SOURCE DOCUMENT:
|---|

At 07:25 AM 7/14/02, Mohsen Souissi wrote:
>Hello,
>
>Upon request from Alain Durand (Co-Chair of ngtrans wg) and Olafur
>Gudmundsson (Co-chair of dnsext wg), 6WIND, AFNIC, France Telecom R&D
>and IRISA (as members of G6) organized RFC1886 interop tests in last
>June-July 2002.
>
>Three well-known server implementations and 2 resolver implementations
>were used.
>
>The results are :
>- 2 server implementations are fully interoperable as defined in RFC1886
>(section 2 and section 3).
>- The two resolvers have identical behaviors and are correct.
>- A third server is partially in conformity with RFC 1886: it does not
>perform correctly additional section processing (section 3 of RFC1886)
>for MX, SRV, NS and SOA .

|---|

EXTRACTED RECORDS:
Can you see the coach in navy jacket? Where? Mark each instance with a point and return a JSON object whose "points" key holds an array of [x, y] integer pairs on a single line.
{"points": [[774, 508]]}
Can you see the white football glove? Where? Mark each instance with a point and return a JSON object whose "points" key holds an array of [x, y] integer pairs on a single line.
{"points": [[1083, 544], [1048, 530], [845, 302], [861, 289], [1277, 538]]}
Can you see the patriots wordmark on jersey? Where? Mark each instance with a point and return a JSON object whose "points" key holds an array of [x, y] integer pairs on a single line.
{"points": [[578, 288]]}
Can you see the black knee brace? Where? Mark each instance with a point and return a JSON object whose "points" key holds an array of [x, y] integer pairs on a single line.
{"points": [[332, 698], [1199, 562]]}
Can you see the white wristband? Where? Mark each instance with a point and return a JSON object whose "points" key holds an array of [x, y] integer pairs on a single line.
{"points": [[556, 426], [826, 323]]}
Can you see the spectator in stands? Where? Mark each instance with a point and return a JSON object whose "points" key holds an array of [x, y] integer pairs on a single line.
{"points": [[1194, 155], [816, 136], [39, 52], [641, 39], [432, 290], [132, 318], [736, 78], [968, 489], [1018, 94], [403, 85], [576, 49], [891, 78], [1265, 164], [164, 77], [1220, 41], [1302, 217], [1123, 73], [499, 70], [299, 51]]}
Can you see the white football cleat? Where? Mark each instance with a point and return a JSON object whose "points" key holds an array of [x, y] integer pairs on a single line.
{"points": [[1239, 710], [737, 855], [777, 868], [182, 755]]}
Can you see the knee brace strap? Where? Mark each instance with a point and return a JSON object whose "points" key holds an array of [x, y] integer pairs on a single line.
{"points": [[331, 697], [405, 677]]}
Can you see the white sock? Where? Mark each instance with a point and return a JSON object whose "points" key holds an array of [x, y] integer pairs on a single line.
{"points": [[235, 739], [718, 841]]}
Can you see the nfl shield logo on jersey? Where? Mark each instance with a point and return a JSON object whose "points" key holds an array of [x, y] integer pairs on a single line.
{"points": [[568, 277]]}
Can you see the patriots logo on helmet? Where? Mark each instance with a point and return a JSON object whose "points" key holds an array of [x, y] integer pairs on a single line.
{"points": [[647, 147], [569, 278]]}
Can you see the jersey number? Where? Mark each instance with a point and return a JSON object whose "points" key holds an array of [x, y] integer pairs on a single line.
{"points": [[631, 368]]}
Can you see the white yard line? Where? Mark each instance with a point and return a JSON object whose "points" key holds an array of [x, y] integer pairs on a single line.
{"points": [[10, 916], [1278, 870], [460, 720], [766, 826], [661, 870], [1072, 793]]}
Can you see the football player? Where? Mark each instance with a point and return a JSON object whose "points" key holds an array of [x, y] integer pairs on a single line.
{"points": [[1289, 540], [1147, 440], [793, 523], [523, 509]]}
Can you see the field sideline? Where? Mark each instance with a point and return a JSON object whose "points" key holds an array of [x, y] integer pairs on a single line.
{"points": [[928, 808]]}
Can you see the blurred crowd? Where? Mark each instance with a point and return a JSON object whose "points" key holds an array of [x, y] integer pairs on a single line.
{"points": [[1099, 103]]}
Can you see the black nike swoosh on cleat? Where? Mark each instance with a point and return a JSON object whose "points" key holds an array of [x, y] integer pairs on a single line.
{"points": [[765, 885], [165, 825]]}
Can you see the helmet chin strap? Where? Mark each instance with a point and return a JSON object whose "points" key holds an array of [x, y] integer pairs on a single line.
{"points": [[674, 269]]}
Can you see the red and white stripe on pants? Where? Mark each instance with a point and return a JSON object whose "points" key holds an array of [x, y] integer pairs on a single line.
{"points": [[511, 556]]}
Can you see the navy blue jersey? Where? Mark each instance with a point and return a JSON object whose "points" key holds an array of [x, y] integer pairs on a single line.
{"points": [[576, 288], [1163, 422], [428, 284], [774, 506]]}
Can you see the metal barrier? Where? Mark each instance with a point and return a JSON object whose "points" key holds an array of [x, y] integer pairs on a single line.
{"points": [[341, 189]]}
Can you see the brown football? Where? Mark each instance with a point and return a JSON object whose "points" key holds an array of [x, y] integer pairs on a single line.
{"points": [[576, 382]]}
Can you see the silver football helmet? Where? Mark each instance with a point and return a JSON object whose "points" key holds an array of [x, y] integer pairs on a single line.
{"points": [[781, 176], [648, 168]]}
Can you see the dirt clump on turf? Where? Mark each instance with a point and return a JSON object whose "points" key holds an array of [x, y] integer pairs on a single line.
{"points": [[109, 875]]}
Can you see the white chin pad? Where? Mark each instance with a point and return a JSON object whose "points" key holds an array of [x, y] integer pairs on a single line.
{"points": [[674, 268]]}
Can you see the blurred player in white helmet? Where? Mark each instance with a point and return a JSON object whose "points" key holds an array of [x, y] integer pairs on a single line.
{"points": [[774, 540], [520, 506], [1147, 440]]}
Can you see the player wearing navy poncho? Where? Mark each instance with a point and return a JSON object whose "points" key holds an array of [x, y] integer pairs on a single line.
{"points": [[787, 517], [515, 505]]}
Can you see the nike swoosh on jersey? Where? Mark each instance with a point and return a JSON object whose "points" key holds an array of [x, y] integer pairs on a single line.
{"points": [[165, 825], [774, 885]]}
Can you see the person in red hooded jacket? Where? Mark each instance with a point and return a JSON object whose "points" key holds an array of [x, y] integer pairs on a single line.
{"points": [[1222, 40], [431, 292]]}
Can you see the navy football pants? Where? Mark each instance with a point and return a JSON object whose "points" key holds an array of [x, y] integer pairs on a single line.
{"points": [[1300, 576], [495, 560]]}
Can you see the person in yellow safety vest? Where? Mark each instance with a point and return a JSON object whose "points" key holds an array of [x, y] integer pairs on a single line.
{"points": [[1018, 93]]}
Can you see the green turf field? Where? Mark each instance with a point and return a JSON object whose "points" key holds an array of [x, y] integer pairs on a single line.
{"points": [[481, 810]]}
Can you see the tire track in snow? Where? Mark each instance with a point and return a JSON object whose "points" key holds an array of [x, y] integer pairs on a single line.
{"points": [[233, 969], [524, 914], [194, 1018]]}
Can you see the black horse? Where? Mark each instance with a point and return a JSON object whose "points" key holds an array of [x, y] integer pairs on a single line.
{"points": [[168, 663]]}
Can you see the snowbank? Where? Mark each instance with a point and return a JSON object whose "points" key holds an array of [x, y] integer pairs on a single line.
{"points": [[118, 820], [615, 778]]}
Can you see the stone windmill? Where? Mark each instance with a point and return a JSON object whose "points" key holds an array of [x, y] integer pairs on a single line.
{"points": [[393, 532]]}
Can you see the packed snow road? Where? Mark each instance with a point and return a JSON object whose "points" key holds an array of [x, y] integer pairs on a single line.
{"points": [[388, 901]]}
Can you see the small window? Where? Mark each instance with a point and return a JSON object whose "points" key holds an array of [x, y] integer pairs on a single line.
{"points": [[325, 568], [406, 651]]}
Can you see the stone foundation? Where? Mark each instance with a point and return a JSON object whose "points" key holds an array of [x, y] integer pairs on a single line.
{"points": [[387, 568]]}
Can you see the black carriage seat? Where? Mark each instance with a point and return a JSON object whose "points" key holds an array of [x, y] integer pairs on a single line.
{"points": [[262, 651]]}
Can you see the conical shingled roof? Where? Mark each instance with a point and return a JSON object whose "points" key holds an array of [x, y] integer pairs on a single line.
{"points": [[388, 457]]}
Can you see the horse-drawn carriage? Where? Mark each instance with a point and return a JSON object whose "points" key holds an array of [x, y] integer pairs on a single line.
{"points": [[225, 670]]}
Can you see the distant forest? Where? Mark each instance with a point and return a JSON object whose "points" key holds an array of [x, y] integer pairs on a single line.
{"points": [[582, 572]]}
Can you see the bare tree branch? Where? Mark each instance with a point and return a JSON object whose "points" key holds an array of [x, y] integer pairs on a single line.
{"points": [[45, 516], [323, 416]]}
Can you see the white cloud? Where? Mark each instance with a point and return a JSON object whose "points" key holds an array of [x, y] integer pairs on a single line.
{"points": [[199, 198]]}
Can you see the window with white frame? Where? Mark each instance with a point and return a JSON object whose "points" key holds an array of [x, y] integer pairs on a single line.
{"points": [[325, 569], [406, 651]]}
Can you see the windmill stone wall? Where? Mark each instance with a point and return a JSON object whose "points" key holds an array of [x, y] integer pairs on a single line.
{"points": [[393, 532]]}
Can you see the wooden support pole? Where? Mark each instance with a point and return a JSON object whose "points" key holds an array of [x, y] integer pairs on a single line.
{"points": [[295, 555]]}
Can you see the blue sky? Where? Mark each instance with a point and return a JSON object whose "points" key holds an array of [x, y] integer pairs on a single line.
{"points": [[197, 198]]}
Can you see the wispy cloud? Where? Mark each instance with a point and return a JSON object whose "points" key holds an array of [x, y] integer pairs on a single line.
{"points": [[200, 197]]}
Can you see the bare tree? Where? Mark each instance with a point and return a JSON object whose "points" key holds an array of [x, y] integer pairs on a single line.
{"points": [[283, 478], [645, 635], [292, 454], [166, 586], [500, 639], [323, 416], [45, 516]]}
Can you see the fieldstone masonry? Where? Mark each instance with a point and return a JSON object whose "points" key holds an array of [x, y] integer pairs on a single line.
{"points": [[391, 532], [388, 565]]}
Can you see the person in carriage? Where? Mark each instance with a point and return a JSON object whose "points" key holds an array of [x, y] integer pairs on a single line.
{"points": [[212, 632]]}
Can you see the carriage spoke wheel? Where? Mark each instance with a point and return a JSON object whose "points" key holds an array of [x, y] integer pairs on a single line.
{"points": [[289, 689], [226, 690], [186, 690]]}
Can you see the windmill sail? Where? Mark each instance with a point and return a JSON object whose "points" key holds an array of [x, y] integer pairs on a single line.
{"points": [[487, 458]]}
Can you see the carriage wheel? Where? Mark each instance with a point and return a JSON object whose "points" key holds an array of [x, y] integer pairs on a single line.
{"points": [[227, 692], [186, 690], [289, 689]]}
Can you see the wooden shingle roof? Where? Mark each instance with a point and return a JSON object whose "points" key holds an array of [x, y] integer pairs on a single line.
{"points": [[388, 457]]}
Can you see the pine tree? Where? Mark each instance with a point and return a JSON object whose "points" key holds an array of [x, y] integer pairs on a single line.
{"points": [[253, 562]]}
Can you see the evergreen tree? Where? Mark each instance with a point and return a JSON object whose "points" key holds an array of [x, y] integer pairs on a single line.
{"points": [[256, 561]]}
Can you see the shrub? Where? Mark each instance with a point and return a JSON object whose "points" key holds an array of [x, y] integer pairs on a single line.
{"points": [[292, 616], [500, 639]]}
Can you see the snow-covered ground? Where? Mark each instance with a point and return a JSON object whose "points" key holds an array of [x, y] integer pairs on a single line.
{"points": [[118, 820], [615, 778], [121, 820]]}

|---|

OBJECTIVE: Reproduce the interop test message from "At 07:25 AM" up to and including "and section 3).". Work only from the message about the RFC1886 interop tests.

SOLUTION FOR THIS EXERCISE:
At 07:25 AM 7/14/02, Mohsen Souissi wrote:
>Hello,
>
>Upon request from Alain Durand (Co-Chair of ngtrans wg) and Olafur
>Gudmundsson (Co-chair of dnsext wg), 6WIND, AFNIC, France Telecom R&D
>and IRISA (as members of G6) organized RFC1886 interop tests in last
>June-July 2002.
>
>Three well-known server implementations and 2 resolver implementations
>were used.
>
>The results are :
>- 2 server implementations are fully interoperable as defined in RFC1886
>(section 2 and section 3).